### Instructions for the task
Every record, from the first to the last, is to be printed again exactly.

Material provided below:

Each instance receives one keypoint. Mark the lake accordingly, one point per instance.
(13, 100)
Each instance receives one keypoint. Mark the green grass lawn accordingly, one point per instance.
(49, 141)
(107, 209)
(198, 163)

End of Material provided.

### Expected answer
Each instance receives one keypoint. Mark the lake accordingly, one point per instance.
(13, 100)
Each instance receives one keypoint. Mark the green grass lawn accordingly, one point per instance.
(49, 141)
(107, 209)
(198, 163)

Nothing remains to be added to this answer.